[Supplied material]:
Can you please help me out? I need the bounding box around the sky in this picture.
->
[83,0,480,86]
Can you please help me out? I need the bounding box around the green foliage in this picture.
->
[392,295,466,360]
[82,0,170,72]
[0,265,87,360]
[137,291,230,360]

[What the task asks]:
Convert all of the records above into a two-column CSV with headers input and output. Give each record one row, with its text and its answer each in a single quoted field and every line break replaced by a space.

[Final answer]:
input,output
"Can you please help me out? I need the bounding box around the sky in this picture. ->","[83,0,480,86]"
"Can you please help me out? I need the bounding box around the green foliage in this picture. ->","[392,295,466,360] [82,0,170,72] [0,265,87,360] [137,291,230,360]"